To be done:
Turn the lines of the material from the one containing "Trace the outline of every instance of the **choppy" through the one containing "M349 91L280 92L330", inclusive, into a JSON list of strings with one string per line, leaving out blank lines.

Given records:
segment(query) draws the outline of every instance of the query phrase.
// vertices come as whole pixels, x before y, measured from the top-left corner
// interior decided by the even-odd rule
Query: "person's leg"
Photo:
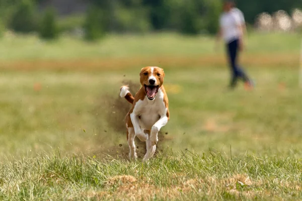
[[[236,40],[234,41],[233,51],[234,55],[233,58],[234,59],[233,62],[233,65],[234,65],[234,71],[236,72],[236,74],[238,77],[241,78],[243,81],[250,82],[250,78],[244,72],[244,70],[241,68],[238,63],[238,58],[239,54],[239,41],[238,40]]]
[[[236,44],[235,41],[226,45],[228,57],[232,74],[230,83],[230,87],[231,88],[234,88],[236,86],[238,79],[238,75],[236,66]]]

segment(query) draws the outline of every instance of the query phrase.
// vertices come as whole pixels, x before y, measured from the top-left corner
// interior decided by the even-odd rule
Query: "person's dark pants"
[[[237,39],[227,44],[226,50],[232,74],[230,86],[232,88],[235,87],[239,79],[244,82],[249,81],[250,79],[238,63],[239,40]]]

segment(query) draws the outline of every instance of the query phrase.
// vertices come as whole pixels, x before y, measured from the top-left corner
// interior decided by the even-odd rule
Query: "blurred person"
[[[247,31],[243,13],[235,7],[233,0],[224,1],[219,25],[216,46],[220,38],[222,38],[226,44],[227,56],[232,73],[230,88],[234,89],[238,79],[241,79],[244,82],[246,89],[253,88],[254,85],[252,80],[238,64],[239,53],[244,48],[244,36]]]

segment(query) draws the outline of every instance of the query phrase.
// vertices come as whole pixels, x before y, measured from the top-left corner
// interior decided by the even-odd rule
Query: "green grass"
[[[297,36],[250,36],[245,55],[250,59],[243,62],[256,82],[253,91],[242,84],[228,91],[229,72],[222,65],[191,65],[192,56],[215,55],[210,38],[111,36],[98,44],[2,40],[4,62],[84,61],[74,70],[0,66],[0,199],[302,198]],[[123,81],[138,82],[148,55],[187,59],[161,66],[171,118],[163,129],[162,151],[142,163],[141,158],[126,157],[125,110],[119,104],[129,105],[118,93]],[[267,66],[251,59],[263,55]],[[296,61],[287,65],[287,57]],[[110,63],[121,57],[142,59],[142,65],[86,68],[90,59]],[[279,65],[270,64],[277,59]]]

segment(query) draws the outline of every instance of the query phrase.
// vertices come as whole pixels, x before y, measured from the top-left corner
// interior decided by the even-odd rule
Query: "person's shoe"
[[[244,83],[244,89],[247,91],[251,91],[254,89],[255,83],[252,80],[246,81]]]

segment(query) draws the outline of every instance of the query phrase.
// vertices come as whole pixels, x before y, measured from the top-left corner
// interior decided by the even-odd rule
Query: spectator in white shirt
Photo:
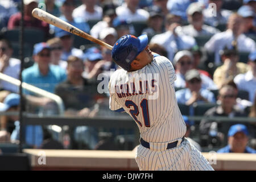
[[[238,89],[249,92],[249,100],[253,103],[256,96],[256,51],[250,54],[247,63],[251,69],[236,76],[234,82]]]
[[[165,47],[168,52],[168,58],[172,62],[176,52],[189,49],[196,45],[196,40],[193,37],[185,35],[182,32],[180,24],[170,20],[173,16],[173,15],[168,14],[166,17],[166,31],[154,36],[150,40],[150,43],[156,43]]]
[[[90,31],[90,34],[98,39],[100,32],[105,28],[112,27],[113,20],[117,17],[115,6],[113,3],[105,3],[102,6],[103,19],[94,24]]]
[[[20,61],[12,58],[13,49],[11,43],[6,39],[0,40],[0,72],[18,79],[20,70]],[[17,93],[17,86],[7,81],[0,81],[0,89]]]
[[[96,0],[82,0],[82,2],[83,4],[74,10],[74,18],[81,18],[86,21],[102,19],[102,9],[96,5]]]
[[[216,5],[216,15],[213,14],[212,7],[210,6],[211,3]],[[216,27],[219,24],[226,24],[232,12],[230,10],[222,9],[222,5],[223,0],[209,0],[208,6],[203,12],[205,23],[213,27]]]
[[[179,51],[175,55],[174,59],[174,66],[175,67],[176,80],[174,82],[176,88],[185,88],[186,81],[185,75],[193,68],[193,58],[191,52],[187,50]],[[209,90],[217,89],[217,86],[213,81],[205,75],[200,73],[201,80],[201,88]]]
[[[125,3],[117,8],[117,16],[130,22],[146,21],[149,13],[143,9],[138,9],[138,0],[125,0]]]
[[[214,63],[220,65],[221,62],[219,52],[226,46],[230,48],[232,43],[236,40],[238,51],[251,52],[255,50],[255,42],[243,34],[244,22],[242,17],[237,13],[232,14],[229,18],[228,30],[216,34],[205,44],[204,47],[208,52],[214,52]]]
[[[183,32],[191,36],[202,35],[212,36],[220,32],[220,31],[211,26],[204,24],[203,5],[195,2],[190,4],[187,9],[189,25],[182,27]]]
[[[74,38],[72,34],[61,30],[55,32],[55,36],[60,39],[61,45],[63,46],[63,52],[60,57],[61,60],[67,61],[70,55],[82,59],[84,56],[82,51],[73,47]]]

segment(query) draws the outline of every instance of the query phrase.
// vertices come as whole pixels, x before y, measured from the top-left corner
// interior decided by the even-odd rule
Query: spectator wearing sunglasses
[[[51,48],[51,63],[59,65],[62,68],[66,69],[67,63],[61,59],[63,47],[60,39],[53,38],[48,40],[46,43]]]
[[[210,136],[213,134],[209,132],[210,129],[213,127],[212,123],[216,123],[218,131],[216,134],[215,136],[220,140],[221,142],[224,142],[224,134],[228,132],[228,131],[224,131],[224,128],[229,128],[230,124],[221,122],[221,121],[217,122],[210,118],[216,116],[228,117],[230,118],[236,117],[246,117],[244,111],[236,106],[236,98],[237,92],[234,87],[225,85],[220,89],[217,102],[218,105],[207,110],[204,114],[205,118],[200,122],[200,131],[201,135]]]
[[[178,103],[191,105],[195,102],[216,102],[214,94],[208,90],[202,89],[202,80],[200,72],[192,69],[185,75],[187,88],[176,92]]]
[[[51,64],[51,48],[46,43],[35,45],[33,51],[34,64],[22,72],[23,81],[42,89],[54,93],[55,86],[66,80],[65,71],[58,65]],[[34,96],[34,94],[24,90],[30,95],[27,97],[32,104],[45,106],[51,100],[44,97]]]
[[[253,103],[256,98],[256,51],[249,55],[247,64],[250,70],[236,76],[234,82],[238,90],[245,90],[249,93],[249,100]]]
[[[0,72],[18,79],[20,61],[11,57],[13,52],[13,49],[10,42],[6,39],[0,40]],[[16,93],[19,89],[16,85],[2,80],[0,82],[0,90]]]
[[[185,75],[187,71],[193,68],[193,55],[189,51],[180,51],[175,55],[174,63],[177,78],[174,82],[176,88],[185,88]],[[202,81],[202,88],[209,90],[217,88],[213,81],[207,76],[200,73],[200,78]]]
[[[213,73],[213,81],[220,89],[227,81],[233,79],[240,73],[245,73],[249,70],[247,65],[239,60],[238,52],[236,49],[236,43],[233,43],[233,47],[225,47],[220,52],[223,65],[218,67]]]

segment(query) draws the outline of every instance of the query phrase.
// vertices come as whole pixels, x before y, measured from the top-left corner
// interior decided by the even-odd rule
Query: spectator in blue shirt
[[[187,9],[191,3],[197,1],[197,0],[168,0],[167,9],[171,13],[175,11],[176,14],[179,14],[183,19],[187,20]]]
[[[187,88],[176,92],[178,103],[191,105],[195,102],[216,102],[214,94],[201,88],[202,81],[200,72],[195,69],[188,71],[185,75]]]
[[[73,1],[64,1],[62,6],[60,7],[60,11],[62,15],[59,18],[86,33],[89,33],[90,31],[90,26],[88,23],[79,18],[73,18],[72,16],[73,11],[75,7],[75,3]],[[52,25],[50,26],[50,28],[51,30],[54,29],[55,32],[58,32],[60,30],[59,28]]]
[[[251,153],[256,154],[256,151],[248,146],[248,130],[243,125],[237,124],[229,129],[228,145],[217,151],[218,153]]]
[[[51,49],[46,43],[40,43],[34,46],[33,58],[35,64],[25,69],[22,72],[24,82],[33,85],[42,89],[54,93],[55,86],[66,80],[65,71],[59,65],[50,64]],[[29,94],[28,99],[34,104],[44,106],[50,101],[44,97],[33,96],[33,94],[24,90]]]

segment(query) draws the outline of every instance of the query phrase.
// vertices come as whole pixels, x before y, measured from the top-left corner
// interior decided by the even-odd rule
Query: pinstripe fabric
[[[132,80],[129,77],[131,75],[143,73],[158,76],[153,76],[154,80],[157,80],[158,84],[155,86],[158,87],[158,97],[156,98],[150,99],[148,93],[118,94],[120,94],[118,91],[125,84],[131,85]],[[141,136],[150,143],[150,149],[141,145],[138,148],[135,159],[140,170],[210,169],[210,166],[204,160],[200,152],[191,146],[186,139],[176,148],[166,150],[167,144],[181,139],[187,129],[176,98],[175,80],[175,70],[171,61],[160,56],[155,57],[150,64],[141,69],[130,72],[123,69],[118,69],[110,77],[110,109],[116,110],[123,108],[134,118],[139,127]],[[138,85],[135,84],[135,88]],[[141,107],[141,102],[144,99],[147,101],[150,127],[147,127],[144,123],[145,114],[142,114],[143,109]],[[126,105],[126,102],[129,104]],[[138,111],[133,110],[137,108]],[[131,110],[133,113],[131,113]],[[199,164],[198,162],[201,163]]]
[[[136,162],[141,171],[213,171],[213,168],[186,139],[178,147],[154,151],[139,145]]]

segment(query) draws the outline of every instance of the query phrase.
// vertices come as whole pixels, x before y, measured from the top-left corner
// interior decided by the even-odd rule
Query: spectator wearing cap
[[[59,38],[53,38],[47,40],[46,43],[51,48],[51,63],[59,65],[64,69],[66,69],[67,61],[61,60],[60,57],[63,52],[61,41]]]
[[[234,41],[237,43],[238,51],[251,52],[256,49],[255,42],[243,34],[244,22],[241,16],[237,13],[233,13],[229,18],[227,28],[225,31],[212,36],[204,46],[207,51],[214,52],[214,64],[216,65],[221,64],[220,51],[225,46],[230,49]]]
[[[67,78],[57,84],[55,93],[62,98],[66,114],[88,116],[96,98],[100,97],[97,85],[82,77],[84,63],[81,59],[70,56],[67,62]]]
[[[205,23],[213,27],[227,23],[228,18],[232,12],[221,8],[224,1],[224,0],[208,0],[208,5],[203,11]],[[212,5],[211,3],[216,5],[216,12],[213,12],[210,6]],[[213,14],[215,13],[216,15]]]
[[[183,32],[191,36],[212,36],[220,32],[213,27],[204,24],[203,5],[199,2],[192,3],[187,9],[188,22],[189,24],[182,27]]]
[[[238,90],[245,90],[249,93],[249,100],[253,103],[256,98],[256,51],[249,56],[250,69],[243,74],[239,74],[234,78]]]
[[[10,17],[18,12],[16,5],[13,1],[0,2],[0,30],[7,26]]]
[[[51,64],[51,48],[46,43],[40,43],[34,46],[33,58],[34,64],[22,72],[24,82],[37,86],[51,93],[54,93],[55,86],[65,80],[65,71],[58,65]],[[52,101],[45,97],[34,96],[33,94],[24,90],[27,98],[32,104],[45,106]]]
[[[90,32],[90,26],[88,23],[81,18],[73,18],[72,16],[72,13],[75,9],[75,4],[73,1],[64,1],[63,2],[61,6],[60,7],[61,15],[59,18],[84,32],[89,33]],[[59,28],[53,25],[50,25],[50,28],[54,31],[54,32],[60,31]]]
[[[256,16],[253,8],[248,5],[244,5],[238,9],[237,13],[243,17],[245,21],[245,35],[246,36],[256,35],[256,25],[254,24]]]
[[[208,72],[205,70],[199,69],[199,67],[204,64],[205,59],[205,53],[204,52],[203,49],[200,48],[198,46],[195,46],[189,49],[189,51],[191,51],[193,55],[193,57],[194,59],[192,68],[194,69],[197,69],[200,72],[200,74],[203,74],[210,78],[212,78],[212,76]]]
[[[177,78],[174,85],[176,88],[185,88],[185,75],[187,72],[192,69],[193,55],[189,51],[180,51],[175,55],[174,61]],[[209,77],[200,74],[200,78],[202,80],[202,88],[209,90],[217,88],[213,80]]]
[[[197,0],[168,0],[167,9],[170,13],[176,12],[183,20],[187,20],[186,10],[189,5],[193,2],[197,2]]]
[[[60,7],[59,5],[55,3],[55,0],[40,0],[39,4],[44,3],[46,5],[46,11],[56,17],[60,15]]]
[[[167,9],[168,0],[153,0],[153,7],[156,7],[160,9],[162,13],[166,16],[169,13],[169,10]],[[152,7],[152,10],[154,7]]]
[[[239,63],[238,52],[236,46],[232,49],[227,47],[220,51],[223,65],[218,67],[213,73],[213,81],[220,89],[227,80],[233,79],[240,73],[245,73],[249,70],[248,66],[243,63]]]
[[[67,61],[68,56],[72,55],[81,59],[84,56],[82,51],[73,47],[73,35],[71,33],[60,30],[55,32],[55,36],[60,39],[61,45],[63,46],[63,52],[60,59]]]
[[[122,6],[116,9],[117,16],[130,22],[146,21],[149,13],[138,8],[138,0],[125,0]]]
[[[100,39],[113,46],[117,40],[117,32],[113,27],[106,27],[103,29],[99,35]]]
[[[214,103],[214,94],[201,88],[202,81],[199,72],[195,69],[185,75],[186,88],[176,92],[177,102],[190,106],[195,102]]]
[[[0,40],[0,72],[18,79],[20,69],[20,61],[11,57],[13,49],[7,39]],[[0,82],[0,89],[18,92],[18,88],[4,80]]]
[[[85,52],[84,57],[85,70],[82,73],[82,77],[85,78],[96,80],[97,77],[95,77],[94,76],[96,75],[97,76],[97,74],[95,72],[100,73],[105,63],[105,61],[101,61],[102,59],[102,55],[98,48],[93,47],[88,49]]]
[[[117,17],[116,6],[112,3],[105,3],[102,6],[103,19],[94,24],[90,31],[90,34],[99,39],[100,32],[106,27],[113,27],[113,20]]]
[[[256,150],[247,146],[249,136],[249,131],[245,125],[233,125],[228,133],[228,145],[218,150],[217,152],[256,154]]]
[[[189,137],[190,134],[191,133],[191,126],[193,125],[193,122],[188,119],[188,118],[185,115],[183,115],[183,120],[185,122],[187,126],[187,131],[184,135],[186,139],[192,144],[199,151],[201,151],[202,150],[201,148],[201,146],[196,141],[193,140],[191,138]]]
[[[102,9],[97,5],[96,0],[82,0],[82,5],[73,12],[74,18],[81,18],[84,21],[100,20],[102,18]]]
[[[174,55],[177,51],[188,49],[196,45],[193,37],[184,35],[181,31],[182,28],[179,20],[179,18],[168,14],[165,20],[166,32],[154,36],[150,40],[150,43],[156,43],[164,47],[168,52],[168,58],[171,61],[173,60]]]
[[[125,19],[117,17],[113,21],[113,27],[117,32],[117,37],[121,38],[125,35],[134,35],[136,32],[133,24]]]
[[[229,123],[222,123],[221,121],[216,122],[211,119],[211,117],[227,117],[232,118],[236,117],[246,117],[244,110],[236,105],[237,97],[237,91],[230,85],[224,85],[218,92],[217,103],[218,105],[208,110],[204,115],[204,119],[200,121],[199,129],[201,135],[209,136],[210,129],[213,123],[216,123],[216,129],[219,133],[217,135],[221,142],[223,142],[225,126]]]
[[[147,27],[142,30],[142,34],[147,34],[151,38],[156,34],[163,33],[163,16],[160,12],[153,11],[150,12]]]
[[[46,34],[46,37],[49,36],[49,24],[43,21],[35,18],[32,15],[32,11],[38,7],[38,3],[35,0],[24,0],[24,23],[26,27],[36,28],[42,30]],[[20,12],[13,14],[8,22],[8,29],[12,30],[18,28],[20,26],[22,15]]]

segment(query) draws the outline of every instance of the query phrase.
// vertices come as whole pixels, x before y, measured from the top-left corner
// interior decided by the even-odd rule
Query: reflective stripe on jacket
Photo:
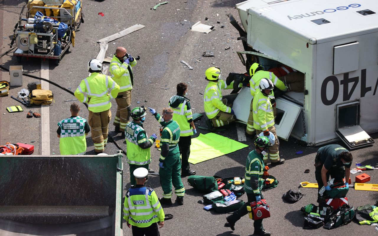
[[[129,64],[124,62],[121,62],[115,55],[113,56],[109,65],[109,71],[112,78],[119,85],[119,93],[133,89],[133,83],[127,68],[129,66],[130,70],[132,72],[132,68],[136,65],[136,60],[135,59]]]
[[[91,111],[101,112],[110,108],[110,99],[116,97],[119,90],[119,86],[110,76],[94,72],[81,81],[74,95],[80,102],[88,103]]]

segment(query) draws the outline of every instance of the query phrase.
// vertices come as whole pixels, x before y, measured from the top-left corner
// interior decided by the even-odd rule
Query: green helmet
[[[147,110],[144,106],[142,106],[140,107],[136,107],[131,110],[130,116],[134,120],[138,120],[146,116],[146,111]]]
[[[265,136],[259,136],[255,140],[255,146],[261,148],[266,148],[271,146],[270,140]]]

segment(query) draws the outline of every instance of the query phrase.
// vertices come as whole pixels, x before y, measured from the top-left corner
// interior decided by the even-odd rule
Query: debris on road
[[[194,24],[192,26],[192,31],[195,31],[201,33],[205,33],[208,34],[211,32],[211,30],[214,28],[214,25],[208,25],[204,24],[202,24],[200,21],[199,21]]]
[[[153,8],[153,9],[154,10],[156,10],[156,8],[158,8],[158,7],[159,6],[160,6],[161,5],[163,5],[163,4],[166,4],[167,3],[168,3],[169,2],[163,2],[162,3],[159,3],[158,4],[156,4],[156,5],[155,5],[155,6],[154,6]]]
[[[206,51],[202,53],[203,57],[214,57],[214,53],[210,51]]]
[[[184,65],[185,65],[185,66],[186,66],[188,68],[189,68],[189,69],[193,69],[193,67],[192,67],[192,66],[191,66],[190,65],[189,65],[189,64],[188,64],[186,62],[185,62],[184,61],[181,61],[180,62],[181,62],[181,63],[182,63]]]

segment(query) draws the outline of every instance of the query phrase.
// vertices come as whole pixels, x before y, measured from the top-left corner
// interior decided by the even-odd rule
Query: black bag
[[[303,194],[298,190],[290,190],[282,195],[282,198],[289,203],[294,203],[299,201]]]
[[[352,221],[355,214],[354,207],[343,205],[331,213],[323,228],[330,230],[346,225]]]

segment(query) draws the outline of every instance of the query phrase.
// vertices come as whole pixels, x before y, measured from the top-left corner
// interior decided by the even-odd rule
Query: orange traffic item
[[[370,176],[366,174],[361,174],[356,176],[356,182],[362,184],[370,181]]]

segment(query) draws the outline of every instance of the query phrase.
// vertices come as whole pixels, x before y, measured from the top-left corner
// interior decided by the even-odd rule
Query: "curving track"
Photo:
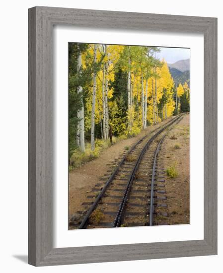
[[[154,207],[165,208],[164,170],[157,168],[158,153],[167,132],[182,115],[155,129],[138,141],[120,161],[87,209],[78,228],[118,227],[156,224]],[[152,136],[151,136],[151,135]],[[87,205],[87,204],[85,204]],[[159,209],[159,214],[166,215]],[[96,222],[91,215],[100,211]],[[103,217],[101,217],[101,215]]]

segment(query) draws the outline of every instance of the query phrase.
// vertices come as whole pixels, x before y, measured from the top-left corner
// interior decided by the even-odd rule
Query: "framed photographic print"
[[[29,9],[29,263],[217,254],[217,19]]]

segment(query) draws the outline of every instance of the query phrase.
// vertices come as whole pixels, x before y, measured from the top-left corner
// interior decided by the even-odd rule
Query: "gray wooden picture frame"
[[[29,264],[41,266],[217,254],[217,19],[41,6],[28,12]],[[204,240],[53,248],[54,25],[204,34]]]

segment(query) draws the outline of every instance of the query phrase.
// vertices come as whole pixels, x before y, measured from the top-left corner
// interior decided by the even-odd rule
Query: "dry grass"
[[[175,135],[172,135],[169,137],[170,139],[177,139],[177,137],[175,136]]]
[[[171,166],[166,168],[166,174],[170,178],[175,178],[178,175],[178,173],[176,169],[177,165],[176,161],[175,161]]]
[[[90,216],[91,224],[97,224],[104,218],[104,215],[100,209],[95,209]]]
[[[137,157],[136,155],[130,154],[128,154],[126,158],[126,162],[132,162],[133,161],[135,161],[137,160]]]

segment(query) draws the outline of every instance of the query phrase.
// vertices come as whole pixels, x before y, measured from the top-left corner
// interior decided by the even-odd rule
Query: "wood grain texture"
[[[217,253],[217,18],[35,7],[29,10],[29,263],[36,266]],[[53,25],[203,33],[204,239],[53,249]]]

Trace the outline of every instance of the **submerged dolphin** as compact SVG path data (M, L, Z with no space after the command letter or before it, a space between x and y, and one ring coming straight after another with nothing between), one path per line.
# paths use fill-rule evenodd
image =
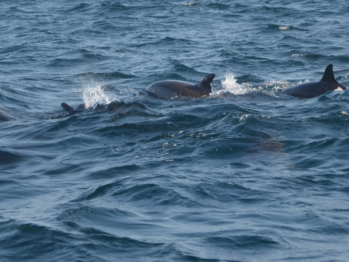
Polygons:
M176 80L164 80L149 85L145 91L150 95L168 99L186 97L199 98L212 92L212 82L216 76L210 74L197 84Z
M298 98L312 98L338 88L342 90L347 90L346 87L336 81L333 73L333 66L330 64L327 66L320 81L301 83L286 88L282 92Z
M83 110L84 109L86 109L85 104L79 104L73 107L68 104L63 102L61 104L61 106L67 112L73 111L73 110Z

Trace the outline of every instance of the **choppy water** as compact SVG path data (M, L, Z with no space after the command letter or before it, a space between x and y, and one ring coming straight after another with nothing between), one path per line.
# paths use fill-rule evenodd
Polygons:
M349 91L280 92L330 63L349 86L348 1L0 10L1 261L349 260Z

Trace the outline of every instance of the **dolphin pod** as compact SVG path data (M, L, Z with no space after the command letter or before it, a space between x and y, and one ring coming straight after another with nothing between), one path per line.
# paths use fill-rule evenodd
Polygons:
M318 97L328 91L334 91L337 88L342 90L347 87L338 83L334 78L333 66L330 64L326 67L323 76L320 81L313 81L294 85L283 90L291 96L302 98L312 98Z
M207 75L197 84L177 80L158 81L148 86L145 91L154 97L164 99L180 98L183 97L200 98L207 96L212 93L212 83L215 76L214 74ZM338 88L346 90L347 87L335 80L333 72L333 66L330 64L326 67L320 81L302 83L288 87L282 92L298 98L312 98ZM62 103L61 105L67 112L86 109L85 104L79 104L74 107L65 103Z

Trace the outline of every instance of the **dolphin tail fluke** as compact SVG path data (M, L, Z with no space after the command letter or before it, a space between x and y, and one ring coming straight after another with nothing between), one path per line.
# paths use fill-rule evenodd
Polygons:
M216 76L214 74L210 74L206 76L202 81L197 85L197 87L200 90L211 93L212 92L212 82L213 79Z
M61 104L61 105L64 109L64 110L68 112L74 110L74 107L73 107L72 106L70 106L66 103L62 103L62 104Z
M334 78L334 75L333 73L333 66L332 64L330 64L326 67L321 81L323 82L329 83L338 83L335 78Z

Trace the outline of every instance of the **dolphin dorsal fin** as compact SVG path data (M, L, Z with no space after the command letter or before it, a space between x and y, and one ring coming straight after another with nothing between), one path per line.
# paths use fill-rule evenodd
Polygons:
M337 83L338 82L334 78L334 75L333 73L333 66L332 64L330 64L326 69L325 69L325 72L324 75L322 76L322 78L321 80L323 82L327 82L329 83Z
M212 82L215 76L214 74L210 74L206 76L202 81L196 85L198 87L197 90L211 93Z
M64 110L68 112L74 110L74 107L69 105L66 103L62 103L62 104L61 104L61 106L62 106L62 107L64 108Z

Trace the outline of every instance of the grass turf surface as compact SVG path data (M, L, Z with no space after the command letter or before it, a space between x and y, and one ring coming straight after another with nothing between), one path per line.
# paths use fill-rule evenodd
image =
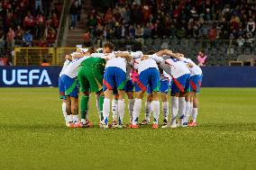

Response:
[
  "Trace the outline of every instance of the **choppy water** as compact SVG path data (M, L, Z with no space after the command letter or before it, a space between x and y, and one ring coming straight after another with nothing between), one path per line.",
  "# paths use fill-rule evenodd",
  "Polygons:",
  "M349 91L280 92L330 63L349 86L348 1L0 10L1 261L349 260Z"
]